EXERCISE PROMPT: Nothing but the lines from the one that contains "# point at: mouth (one per instance)" through the end of the listing should appear, set down exactly.

─── SUPPLIED INFORMATION

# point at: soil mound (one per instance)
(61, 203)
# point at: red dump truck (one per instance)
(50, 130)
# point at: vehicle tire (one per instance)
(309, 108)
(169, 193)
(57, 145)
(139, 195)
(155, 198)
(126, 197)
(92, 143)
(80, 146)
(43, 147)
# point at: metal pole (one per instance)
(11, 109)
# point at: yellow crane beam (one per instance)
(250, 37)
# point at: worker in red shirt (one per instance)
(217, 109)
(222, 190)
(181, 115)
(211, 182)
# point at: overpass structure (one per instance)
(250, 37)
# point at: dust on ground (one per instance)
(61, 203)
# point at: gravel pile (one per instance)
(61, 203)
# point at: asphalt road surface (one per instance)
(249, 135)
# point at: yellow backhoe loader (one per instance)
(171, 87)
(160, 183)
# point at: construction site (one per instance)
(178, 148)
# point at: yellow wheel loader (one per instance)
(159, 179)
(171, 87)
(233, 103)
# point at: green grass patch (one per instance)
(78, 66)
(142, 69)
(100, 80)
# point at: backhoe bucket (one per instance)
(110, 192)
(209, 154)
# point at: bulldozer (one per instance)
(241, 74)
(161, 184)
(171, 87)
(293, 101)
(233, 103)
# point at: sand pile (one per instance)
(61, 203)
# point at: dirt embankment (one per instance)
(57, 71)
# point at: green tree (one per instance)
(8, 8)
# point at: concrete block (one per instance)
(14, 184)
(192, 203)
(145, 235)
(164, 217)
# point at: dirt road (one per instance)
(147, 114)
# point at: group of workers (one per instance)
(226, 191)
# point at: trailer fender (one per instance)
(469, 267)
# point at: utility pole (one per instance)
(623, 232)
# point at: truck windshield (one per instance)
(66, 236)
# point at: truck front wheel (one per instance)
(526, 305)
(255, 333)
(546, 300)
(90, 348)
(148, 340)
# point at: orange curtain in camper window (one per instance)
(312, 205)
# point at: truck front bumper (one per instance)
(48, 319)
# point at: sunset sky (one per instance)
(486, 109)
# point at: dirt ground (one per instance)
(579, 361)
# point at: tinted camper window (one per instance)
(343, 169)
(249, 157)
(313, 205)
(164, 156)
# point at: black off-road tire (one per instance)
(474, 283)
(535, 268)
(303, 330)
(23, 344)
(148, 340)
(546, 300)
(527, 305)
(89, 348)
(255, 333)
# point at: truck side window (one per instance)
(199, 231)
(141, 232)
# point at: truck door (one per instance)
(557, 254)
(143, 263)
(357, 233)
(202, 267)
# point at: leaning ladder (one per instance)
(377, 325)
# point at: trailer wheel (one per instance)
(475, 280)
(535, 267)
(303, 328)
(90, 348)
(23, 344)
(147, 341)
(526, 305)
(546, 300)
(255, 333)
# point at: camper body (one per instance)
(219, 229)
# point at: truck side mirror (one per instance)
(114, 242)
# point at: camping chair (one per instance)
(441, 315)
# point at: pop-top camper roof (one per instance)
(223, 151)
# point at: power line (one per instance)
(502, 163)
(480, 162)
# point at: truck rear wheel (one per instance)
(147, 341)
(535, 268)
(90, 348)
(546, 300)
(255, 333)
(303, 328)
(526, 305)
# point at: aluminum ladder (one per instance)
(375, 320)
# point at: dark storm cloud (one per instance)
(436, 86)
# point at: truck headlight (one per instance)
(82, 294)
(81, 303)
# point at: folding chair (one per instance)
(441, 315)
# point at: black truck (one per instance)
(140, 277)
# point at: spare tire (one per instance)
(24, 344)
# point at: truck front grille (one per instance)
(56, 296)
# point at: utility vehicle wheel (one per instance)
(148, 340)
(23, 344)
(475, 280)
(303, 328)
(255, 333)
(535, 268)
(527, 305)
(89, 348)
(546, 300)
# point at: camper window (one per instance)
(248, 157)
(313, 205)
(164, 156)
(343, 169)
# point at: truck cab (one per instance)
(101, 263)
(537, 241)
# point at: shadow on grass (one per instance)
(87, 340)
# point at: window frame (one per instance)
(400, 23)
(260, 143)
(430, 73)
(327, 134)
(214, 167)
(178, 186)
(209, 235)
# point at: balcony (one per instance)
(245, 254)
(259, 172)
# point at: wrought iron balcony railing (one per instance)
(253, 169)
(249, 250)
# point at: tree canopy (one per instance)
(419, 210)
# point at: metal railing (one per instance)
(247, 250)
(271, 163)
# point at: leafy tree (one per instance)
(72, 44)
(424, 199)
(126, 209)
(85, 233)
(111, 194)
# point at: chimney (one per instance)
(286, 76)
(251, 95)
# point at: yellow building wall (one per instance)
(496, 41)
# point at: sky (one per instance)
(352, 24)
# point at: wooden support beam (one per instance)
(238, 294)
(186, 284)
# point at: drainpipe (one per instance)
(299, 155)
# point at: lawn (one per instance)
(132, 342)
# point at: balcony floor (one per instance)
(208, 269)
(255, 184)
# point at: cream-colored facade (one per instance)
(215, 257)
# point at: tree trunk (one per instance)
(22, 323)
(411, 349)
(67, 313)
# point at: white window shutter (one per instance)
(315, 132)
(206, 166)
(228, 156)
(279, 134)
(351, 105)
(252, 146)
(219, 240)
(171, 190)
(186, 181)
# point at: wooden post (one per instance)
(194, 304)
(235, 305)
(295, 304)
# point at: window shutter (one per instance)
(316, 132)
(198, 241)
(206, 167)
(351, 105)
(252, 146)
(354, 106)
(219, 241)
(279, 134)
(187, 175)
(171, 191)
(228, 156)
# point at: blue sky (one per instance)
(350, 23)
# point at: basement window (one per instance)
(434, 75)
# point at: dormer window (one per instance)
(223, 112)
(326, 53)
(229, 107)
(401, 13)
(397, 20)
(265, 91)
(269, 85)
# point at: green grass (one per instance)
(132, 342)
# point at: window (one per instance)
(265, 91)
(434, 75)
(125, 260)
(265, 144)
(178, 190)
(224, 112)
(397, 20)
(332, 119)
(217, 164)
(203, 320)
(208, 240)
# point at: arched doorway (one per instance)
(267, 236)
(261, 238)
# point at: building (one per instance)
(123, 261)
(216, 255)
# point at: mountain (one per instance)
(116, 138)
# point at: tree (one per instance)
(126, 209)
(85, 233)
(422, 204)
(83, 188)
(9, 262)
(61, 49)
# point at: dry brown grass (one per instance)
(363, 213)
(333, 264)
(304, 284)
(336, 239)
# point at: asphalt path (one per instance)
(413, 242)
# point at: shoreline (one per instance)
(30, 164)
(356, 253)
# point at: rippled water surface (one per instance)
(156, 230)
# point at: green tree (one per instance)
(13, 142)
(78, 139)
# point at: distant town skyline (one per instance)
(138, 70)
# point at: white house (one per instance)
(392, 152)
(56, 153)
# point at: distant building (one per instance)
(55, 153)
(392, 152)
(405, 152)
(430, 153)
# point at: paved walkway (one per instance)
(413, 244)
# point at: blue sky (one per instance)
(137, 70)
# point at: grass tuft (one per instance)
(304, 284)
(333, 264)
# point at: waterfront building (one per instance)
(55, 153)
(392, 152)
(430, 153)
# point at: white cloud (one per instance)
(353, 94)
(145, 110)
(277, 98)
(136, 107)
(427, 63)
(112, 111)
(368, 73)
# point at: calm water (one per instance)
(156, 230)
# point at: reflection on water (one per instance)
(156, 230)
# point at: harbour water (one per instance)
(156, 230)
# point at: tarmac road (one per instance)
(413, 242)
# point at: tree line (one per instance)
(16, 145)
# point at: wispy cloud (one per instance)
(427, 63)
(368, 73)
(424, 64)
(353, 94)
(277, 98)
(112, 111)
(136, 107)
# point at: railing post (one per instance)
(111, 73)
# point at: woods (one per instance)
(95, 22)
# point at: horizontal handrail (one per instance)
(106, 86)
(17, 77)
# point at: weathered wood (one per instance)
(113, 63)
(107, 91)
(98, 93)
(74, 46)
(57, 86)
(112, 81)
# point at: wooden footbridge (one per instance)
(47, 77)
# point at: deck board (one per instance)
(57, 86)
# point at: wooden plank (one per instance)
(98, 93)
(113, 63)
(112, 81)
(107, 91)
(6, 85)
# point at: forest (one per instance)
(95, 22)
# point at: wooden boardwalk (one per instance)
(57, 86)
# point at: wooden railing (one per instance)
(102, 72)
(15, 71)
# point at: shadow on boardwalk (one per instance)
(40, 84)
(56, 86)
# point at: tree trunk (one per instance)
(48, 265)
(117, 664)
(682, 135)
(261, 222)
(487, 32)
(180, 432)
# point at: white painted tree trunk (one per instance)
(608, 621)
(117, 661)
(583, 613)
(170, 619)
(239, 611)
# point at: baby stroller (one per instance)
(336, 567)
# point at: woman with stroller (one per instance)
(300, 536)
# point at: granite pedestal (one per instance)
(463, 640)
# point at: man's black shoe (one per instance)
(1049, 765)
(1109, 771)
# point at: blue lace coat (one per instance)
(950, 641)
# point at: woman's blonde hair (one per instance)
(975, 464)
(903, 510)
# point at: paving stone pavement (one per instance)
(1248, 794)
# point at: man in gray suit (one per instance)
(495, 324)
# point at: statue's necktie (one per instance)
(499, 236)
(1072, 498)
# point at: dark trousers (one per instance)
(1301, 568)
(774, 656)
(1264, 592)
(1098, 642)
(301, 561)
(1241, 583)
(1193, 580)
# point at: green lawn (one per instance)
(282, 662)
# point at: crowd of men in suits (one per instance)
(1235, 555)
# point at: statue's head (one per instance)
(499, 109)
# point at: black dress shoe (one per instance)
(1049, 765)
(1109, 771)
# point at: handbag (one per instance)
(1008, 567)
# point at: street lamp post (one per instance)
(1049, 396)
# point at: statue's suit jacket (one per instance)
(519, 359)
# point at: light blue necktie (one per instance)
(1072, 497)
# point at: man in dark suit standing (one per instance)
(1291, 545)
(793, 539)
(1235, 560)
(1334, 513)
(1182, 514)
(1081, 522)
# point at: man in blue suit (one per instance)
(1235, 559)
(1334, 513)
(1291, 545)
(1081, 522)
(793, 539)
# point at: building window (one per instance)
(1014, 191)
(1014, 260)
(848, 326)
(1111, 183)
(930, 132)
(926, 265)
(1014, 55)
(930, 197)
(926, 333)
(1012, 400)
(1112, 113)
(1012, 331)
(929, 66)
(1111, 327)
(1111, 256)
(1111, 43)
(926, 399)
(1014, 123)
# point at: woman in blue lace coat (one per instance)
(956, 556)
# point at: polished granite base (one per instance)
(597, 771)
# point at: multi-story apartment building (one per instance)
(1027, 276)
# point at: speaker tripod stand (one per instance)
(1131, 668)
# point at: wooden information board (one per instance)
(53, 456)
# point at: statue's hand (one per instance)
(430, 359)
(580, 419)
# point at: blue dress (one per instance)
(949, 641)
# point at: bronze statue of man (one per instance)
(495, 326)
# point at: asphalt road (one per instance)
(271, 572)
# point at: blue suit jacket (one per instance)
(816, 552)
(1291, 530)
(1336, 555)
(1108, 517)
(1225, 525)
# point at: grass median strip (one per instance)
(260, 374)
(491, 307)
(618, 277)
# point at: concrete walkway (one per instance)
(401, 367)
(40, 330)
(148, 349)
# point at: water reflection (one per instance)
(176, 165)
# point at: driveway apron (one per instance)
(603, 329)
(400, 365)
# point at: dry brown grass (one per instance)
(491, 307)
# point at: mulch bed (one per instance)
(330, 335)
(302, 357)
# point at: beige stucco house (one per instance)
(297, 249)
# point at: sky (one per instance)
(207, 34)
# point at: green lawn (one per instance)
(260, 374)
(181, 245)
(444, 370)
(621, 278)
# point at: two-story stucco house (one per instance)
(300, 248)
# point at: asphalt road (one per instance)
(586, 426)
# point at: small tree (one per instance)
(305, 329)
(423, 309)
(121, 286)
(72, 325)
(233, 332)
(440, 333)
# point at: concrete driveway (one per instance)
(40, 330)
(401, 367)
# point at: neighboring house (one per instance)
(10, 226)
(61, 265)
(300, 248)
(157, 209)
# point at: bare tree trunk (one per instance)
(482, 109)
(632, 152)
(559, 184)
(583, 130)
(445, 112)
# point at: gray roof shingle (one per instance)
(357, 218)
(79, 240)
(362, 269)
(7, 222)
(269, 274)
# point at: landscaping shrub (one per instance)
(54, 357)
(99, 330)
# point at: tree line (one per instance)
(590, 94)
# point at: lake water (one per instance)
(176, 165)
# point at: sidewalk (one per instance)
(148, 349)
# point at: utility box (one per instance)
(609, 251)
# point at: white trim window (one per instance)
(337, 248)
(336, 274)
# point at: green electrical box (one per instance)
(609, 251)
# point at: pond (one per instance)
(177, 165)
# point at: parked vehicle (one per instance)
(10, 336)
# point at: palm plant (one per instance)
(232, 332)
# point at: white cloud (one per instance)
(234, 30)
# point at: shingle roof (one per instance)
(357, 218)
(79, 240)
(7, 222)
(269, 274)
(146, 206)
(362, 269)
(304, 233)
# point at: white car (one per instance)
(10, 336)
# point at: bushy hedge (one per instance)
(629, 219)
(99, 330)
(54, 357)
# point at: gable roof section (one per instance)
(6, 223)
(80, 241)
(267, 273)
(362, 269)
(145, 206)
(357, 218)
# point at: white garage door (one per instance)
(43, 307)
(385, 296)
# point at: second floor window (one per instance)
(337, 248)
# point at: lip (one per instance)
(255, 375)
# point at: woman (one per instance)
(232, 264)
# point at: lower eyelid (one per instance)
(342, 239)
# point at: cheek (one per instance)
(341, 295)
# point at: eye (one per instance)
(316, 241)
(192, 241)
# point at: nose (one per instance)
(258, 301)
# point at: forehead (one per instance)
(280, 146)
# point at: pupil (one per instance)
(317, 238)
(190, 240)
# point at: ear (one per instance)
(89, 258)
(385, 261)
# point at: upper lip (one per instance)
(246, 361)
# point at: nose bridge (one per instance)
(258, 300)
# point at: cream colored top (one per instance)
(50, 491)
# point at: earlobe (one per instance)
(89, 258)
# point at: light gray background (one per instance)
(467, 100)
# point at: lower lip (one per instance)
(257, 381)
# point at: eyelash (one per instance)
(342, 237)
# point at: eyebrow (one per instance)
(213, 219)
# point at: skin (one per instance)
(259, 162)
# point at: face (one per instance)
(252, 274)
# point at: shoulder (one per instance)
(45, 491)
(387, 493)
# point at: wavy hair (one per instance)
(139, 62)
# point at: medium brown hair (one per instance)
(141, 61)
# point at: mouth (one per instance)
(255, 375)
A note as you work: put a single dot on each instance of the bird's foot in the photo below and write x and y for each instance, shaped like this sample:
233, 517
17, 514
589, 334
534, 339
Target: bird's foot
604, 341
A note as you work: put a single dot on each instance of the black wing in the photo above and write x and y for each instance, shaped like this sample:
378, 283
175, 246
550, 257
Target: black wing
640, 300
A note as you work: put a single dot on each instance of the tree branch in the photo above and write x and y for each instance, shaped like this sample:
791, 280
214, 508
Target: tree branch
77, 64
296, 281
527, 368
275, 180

──────

EXERCISE RESPONSE:
# point at: mouth (one per instance)
(255, 375)
A note as you work: put a single dot on each instance of the bird's foot in the photo below and write x and y for each instance, shaped like this sample:
233, 517
17, 514
589, 334
534, 339
Target: bird's foot
604, 341
A note as you work: put a single dot on each instance of the black wing in the photo above and write x and y for each instance, shaped like this sample:
378, 283
175, 246
550, 257
Target: black wing
640, 300
A note as you work: put a single dot on each instance of the tree branch in the photo above and write x and y for each instance, shaped like this sample:
791, 280
214, 508
Target: tree branch
77, 64
296, 281
527, 368
275, 180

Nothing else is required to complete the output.